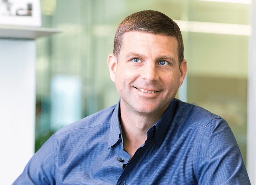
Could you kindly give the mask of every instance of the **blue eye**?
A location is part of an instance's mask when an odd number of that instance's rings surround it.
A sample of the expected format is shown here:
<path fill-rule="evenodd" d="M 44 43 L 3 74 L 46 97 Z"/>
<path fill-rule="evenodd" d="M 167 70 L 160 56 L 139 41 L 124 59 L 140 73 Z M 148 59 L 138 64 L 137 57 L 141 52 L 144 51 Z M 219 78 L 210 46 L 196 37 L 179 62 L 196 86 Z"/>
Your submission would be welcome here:
<path fill-rule="evenodd" d="M 159 62 L 159 64 L 160 65 L 162 65 L 163 66 L 165 65 L 167 65 L 168 64 L 168 63 L 166 61 L 165 61 L 164 60 L 162 60 L 161 62 Z"/>
<path fill-rule="evenodd" d="M 138 58 L 134 58 L 132 59 L 132 61 L 135 62 L 137 62 L 139 61 L 139 59 Z"/>

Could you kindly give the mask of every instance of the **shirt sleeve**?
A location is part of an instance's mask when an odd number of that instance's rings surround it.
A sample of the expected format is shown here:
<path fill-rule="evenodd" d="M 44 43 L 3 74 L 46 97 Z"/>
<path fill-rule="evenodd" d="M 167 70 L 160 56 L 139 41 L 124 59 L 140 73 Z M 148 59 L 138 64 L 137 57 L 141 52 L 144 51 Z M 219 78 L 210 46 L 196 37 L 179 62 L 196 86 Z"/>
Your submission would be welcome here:
<path fill-rule="evenodd" d="M 205 127 L 197 159 L 199 185 L 250 184 L 238 145 L 223 119 L 214 119 Z"/>
<path fill-rule="evenodd" d="M 55 184 L 55 134 L 34 155 L 12 185 Z"/>

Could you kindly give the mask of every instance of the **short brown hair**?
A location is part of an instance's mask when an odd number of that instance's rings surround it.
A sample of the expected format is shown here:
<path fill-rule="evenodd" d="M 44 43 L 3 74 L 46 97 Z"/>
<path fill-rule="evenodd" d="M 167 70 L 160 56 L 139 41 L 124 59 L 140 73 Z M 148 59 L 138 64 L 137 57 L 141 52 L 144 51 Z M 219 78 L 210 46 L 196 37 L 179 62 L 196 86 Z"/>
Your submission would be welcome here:
<path fill-rule="evenodd" d="M 163 13 L 154 10 L 141 11 L 127 17 L 118 26 L 115 37 L 113 53 L 118 59 L 122 47 L 124 35 L 132 31 L 163 34 L 175 37 L 178 42 L 180 66 L 184 57 L 184 46 L 181 30 L 173 20 Z"/>

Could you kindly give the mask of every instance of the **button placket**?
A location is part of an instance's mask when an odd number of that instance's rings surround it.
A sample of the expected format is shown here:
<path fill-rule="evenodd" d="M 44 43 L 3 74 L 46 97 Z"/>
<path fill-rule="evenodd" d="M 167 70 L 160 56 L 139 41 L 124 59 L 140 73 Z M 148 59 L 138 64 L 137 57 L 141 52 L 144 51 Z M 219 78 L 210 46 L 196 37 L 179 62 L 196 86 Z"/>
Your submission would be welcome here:
<path fill-rule="evenodd" d="M 118 161 L 119 162 L 121 162 L 121 163 L 122 163 L 123 162 L 125 161 L 125 160 L 124 159 L 122 158 L 119 158 L 118 159 Z"/>

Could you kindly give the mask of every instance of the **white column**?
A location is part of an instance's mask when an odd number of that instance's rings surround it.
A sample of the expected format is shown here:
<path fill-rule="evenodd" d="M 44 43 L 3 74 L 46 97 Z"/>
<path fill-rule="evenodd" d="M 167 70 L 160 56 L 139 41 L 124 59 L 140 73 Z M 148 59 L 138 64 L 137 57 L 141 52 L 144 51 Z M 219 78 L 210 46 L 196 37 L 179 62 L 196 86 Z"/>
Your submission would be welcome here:
<path fill-rule="evenodd" d="M 248 76 L 247 169 L 252 185 L 256 184 L 256 2 L 250 8 L 252 33 L 250 38 Z"/>
<path fill-rule="evenodd" d="M 11 184 L 34 153 L 36 43 L 0 40 L 0 184 Z"/>

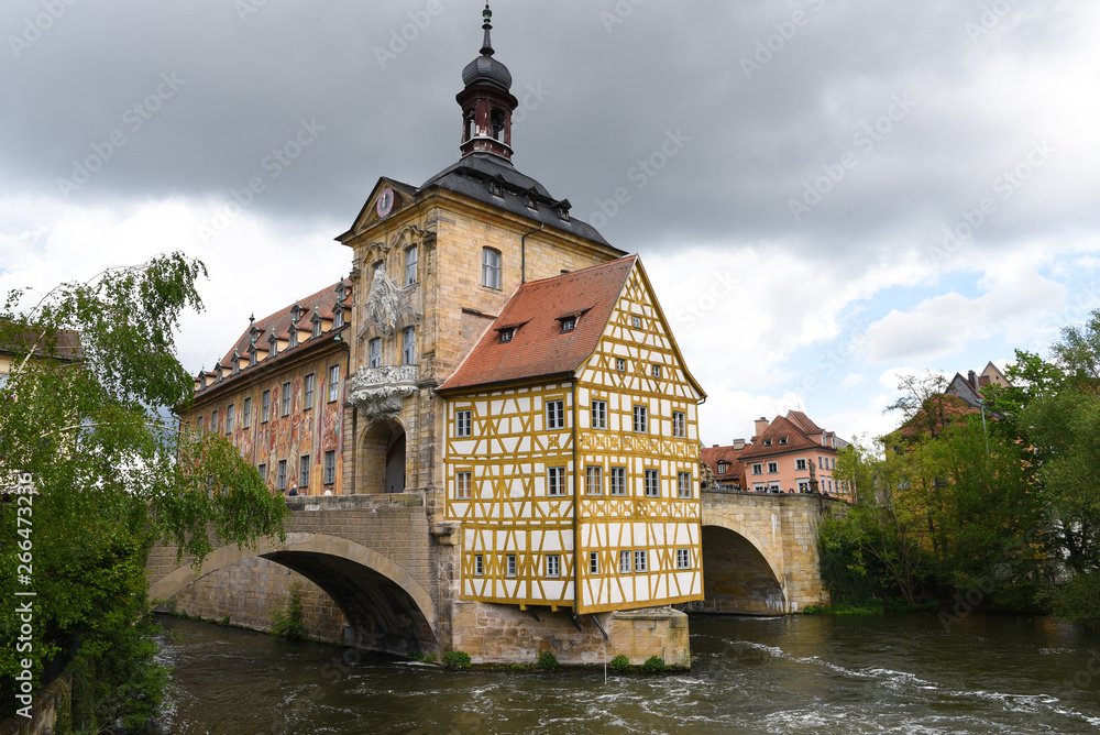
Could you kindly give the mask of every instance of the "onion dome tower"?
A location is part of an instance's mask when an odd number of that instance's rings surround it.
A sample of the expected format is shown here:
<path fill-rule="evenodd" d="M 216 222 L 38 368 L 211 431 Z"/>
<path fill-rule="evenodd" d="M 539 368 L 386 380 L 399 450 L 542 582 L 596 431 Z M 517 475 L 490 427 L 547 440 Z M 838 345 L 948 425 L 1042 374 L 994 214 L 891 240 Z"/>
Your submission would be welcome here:
<path fill-rule="evenodd" d="M 512 73 L 493 58 L 493 11 L 488 2 L 483 13 L 485 41 L 481 56 L 462 69 L 465 88 L 455 99 L 462 108 L 463 157 L 471 153 L 492 153 L 512 161 L 512 113 L 519 100 L 512 96 Z"/>

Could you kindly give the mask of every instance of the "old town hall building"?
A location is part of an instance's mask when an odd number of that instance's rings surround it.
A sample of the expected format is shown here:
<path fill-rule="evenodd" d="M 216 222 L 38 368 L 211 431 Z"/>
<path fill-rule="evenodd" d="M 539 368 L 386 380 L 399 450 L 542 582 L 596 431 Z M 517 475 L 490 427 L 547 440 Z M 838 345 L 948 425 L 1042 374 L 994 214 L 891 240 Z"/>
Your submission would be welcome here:
<path fill-rule="evenodd" d="M 320 334 L 338 323 L 344 353 L 302 361 L 293 379 L 273 368 L 272 386 L 250 387 L 255 402 L 327 376 L 330 362 L 345 370 L 333 388 L 342 447 L 331 486 L 424 494 L 435 542 L 450 555 L 447 643 L 475 660 L 493 659 L 477 628 L 532 625 L 536 608 L 580 630 L 579 615 L 703 591 L 705 394 L 638 256 L 513 165 L 518 102 L 494 56 L 491 17 L 486 7 L 483 47 L 457 97 L 461 160 L 419 187 L 380 179 L 338 238 L 351 251 L 341 287 L 353 298 L 340 292 L 318 308 L 328 319 Z M 275 332 L 289 329 L 276 317 Z M 322 337 L 319 348 L 332 344 Z M 219 407 L 206 394 L 223 392 L 237 365 L 242 376 L 258 372 L 240 352 L 254 345 L 242 337 L 224 375 L 200 376 L 186 420 L 210 420 Z M 264 362 L 293 355 L 266 352 Z M 309 462 L 327 451 L 315 441 Z M 287 452 L 266 458 L 268 476 L 272 462 L 305 467 L 306 448 Z M 312 473 L 305 486 L 324 487 Z"/>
-------------------------
**Task brief**
Could you repeat these lines, substituting "please" for "kindly" wherever it appears and changing nothing else? Leave the pictures out.

**Final result**
Could you please give the mask of every instance of the **blue eye**?
A location is part of an instance's mask when an odd number of that instance's rings surround it.
A sample of the expected format is shown here:
<path fill-rule="evenodd" d="M 44 43 L 3 74 L 46 97 Z"/>
<path fill-rule="evenodd" d="M 167 70 L 160 56 L 139 41 L 124 59 L 140 73 Z M 148 59 L 138 64 L 137 57 L 141 52 L 144 51 Z M 219 78 L 210 46 L 196 37 L 179 62 L 196 86 Z"/>
Your submission would be welcome here:
<path fill-rule="evenodd" d="M 159 62 L 159 64 L 160 65 L 162 65 L 163 66 L 165 65 L 167 65 L 168 64 L 168 63 L 166 61 L 165 61 L 164 60 L 162 60 L 161 62 Z"/>
<path fill-rule="evenodd" d="M 138 58 L 134 58 L 132 59 L 132 61 L 135 62 L 137 62 L 139 61 L 139 59 Z"/>

Could you please give the mask of every instance of the **shirt sleeve**?
A location is part of an instance's mask when an odd number of that instance's rings surround it.
A sample of the expected format is shown here:
<path fill-rule="evenodd" d="M 44 43 L 3 74 L 46 97 Z"/>
<path fill-rule="evenodd" d="M 167 70 L 160 56 L 139 41 L 124 59 L 140 73 Z M 148 59 L 138 64 L 137 57 L 141 52 L 144 51 Z M 219 78 L 210 46 L 196 37 L 179 62 L 196 86 Z"/>
Your submission would be welcome here:
<path fill-rule="evenodd" d="M 205 127 L 197 159 L 199 185 L 250 184 L 238 145 L 223 119 L 214 119 Z"/>
<path fill-rule="evenodd" d="M 55 184 L 55 134 L 34 155 L 12 185 Z"/>

Could you please give the mask of every instance of the **short brown hair**?
A location is part of an instance's mask when an odd number of that instance's rings surround it.
A sample of the expected format is shown here:
<path fill-rule="evenodd" d="M 44 43 L 3 74 L 46 97 Z"/>
<path fill-rule="evenodd" d="M 167 70 L 160 56 L 139 41 L 124 59 L 140 73 Z M 148 59 L 138 64 L 137 57 L 141 52 L 144 51 Z M 219 78 L 210 46 L 196 37 L 179 62 L 196 86 Z"/>
Your submission would be welcome here:
<path fill-rule="evenodd" d="M 163 13 L 154 10 L 141 11 L 127 17 L 118 26 L 115 37 L 113 53 L 118 59 L 122 47 L 124 35 L 132 31 L 163 34 L 175 37 L 178 42 L 180 66 L 184 57 L 184 46 L 181 30 L 173 20 Z"/>

Could you please give the mask of every instance of the **button placket**?
A location is part of an instance's mask when an odd number of that instance's rings surround it.
A sample of the expected format is shown here:
<path fill-rule="evenodd" d="M 44 43 L 3 74 L 46 97 Z"/>
<path fill-rule="evenodd" d="M 167 70 L 160 56 L 139 41 L 124 59 L 140 73 Z M 148 59 L 138 64 L 137 57 L 141 52 L 144 51 Z M 219 78 L 210 46 L 196 37 L 179 62 L 196 86 Z"/>
Your submission would be welcome here:
<path fill-rule="evenodd" d="M 118 161 L 119 162 L 121 162 L 121 163 L 122 163 L 123 162 L 125 161 L 125 160 L 124 159 L 122 158 L 119 158 L 118 159 Z"/>

Could you please give the mask of every instance of the **white column**?
A location is part of an instance's mask when an odd number of that instance's rings surround it.
A sample of the expected format is shown here:
<path fill-rule="evenodd" d="M 44 43 L 3 74 L 46 97 Z"/>
<path fill-rule="evenodd" d="M 167 70 L 160 56 L 139 41 L 124 59 L 140 73 Z M 148 59 L 138 64 L 137 57 L 141 52 L 144 51 Z M 219 78 L 210 46 L 196 37 L 179 62 L 196 86 Z"/>
Your submission would be welcome here:
<path fill-rule="evenodd" d="M 248 76 L 247 169 L 252 185 L 256 184 L 256 2 L 250 8 L 252 33 L 250 38 Z"/>
<path fill-rule="evenodd" d="M 11 184 L 34 153 L 36 43 L 0 40 L 0 184 Z"/>

Could you please give the mask of every instance of the "onion dome tower"?
A location is part of an instance's mask when an odd number of that instance's rings surround it.
A sample of the expected format is shown here:
<path fill-rule="evenodd" d="M 216 222 L 38 368 L 211 431 Z"/>
<path fill-rule="evenodd" d="M 539 368 L 386 380 L 399 450 L 542 582 L 596 431 Z M 517 475 L 490 427 L 547 440 Z M 838 345 L 948 425 L 1042 374 L 994 214 L 891 240 Z"/>
Your submission would be welcome here:
<path fill-rule="evenodd" d="M 512 73 L 493 58 L 493 11 L 488 2 L 483 13 L 485 41 L 481 56 L 462 69 L 465 88 L 455 99 L 462 108 L 463 157 L 471 153 L 492 153 L 512 161 L 512 113 L 519 100 L 512 96 Z"/>

Could you please give the mask of every instance of the "old town hall building"?
A location is part of an instance's mask when an odd number of that instance's rings surround it.
A sample of the expected format is shown here:
<path fill-rule="evenodd" d="M 216 222 L 38 368 L 211 431 Z"/>
<path fill-rule="evenodd" d="M 539 368 L 386 380 L 399 450 L 542 582 L 596 431 Z M 517 475 L 490 427 L 547 440 Z M 838 345 L 948 425 L 1042 374 L 994 214 L 891 240 Z"/>
Your submission would be welcome here:
<path fill-rule="evenodd" d="M 320 334 L 338 323 L 344 353 L 302 361 L 293 379 L 273 368 L 272 386 L 250 387 L 255 402 L 327 376 L 330 362 L 345 370 L 333 388 L 342 447 L 331 486 L 424 494 L 435 542 L 450 555 L 447 643 L 475 660 L 493 659 L 477 628 L 532 625 L 536 608 L 580 630 L 579 615 L 703 591 L 705 394 L 638 256 L 513 165 L 518 102 L 494 56 L 491 17 L 486 7 L 483 47 L 457 97 L 461 160 L 419 187 L 380 179 L 338 238 L 351 251 L 341 287 L 353 298 L 340 292 L 318 308 L 328 319 Z M 275 332 L 289 329 L 276 317 Z M 322 337 L 319 348 L 332 344 Z M 219 407 L 206 394 L 223 392 L 237 365 L 242 376 L 258 372 L 240 352 L 254 345 L 242 337 L 224 375 L 200 376 L 186 420 L 210 420 Z M 264 362 L 293 355 L 266 352 Z M 309 462 L 327 451 L 315 441 Z M 287 452 L 266 458 L 268 476 L 272 462 L 305 467 L 306 448 Z M 312 473 L 305 486 L 324 487 Z"/>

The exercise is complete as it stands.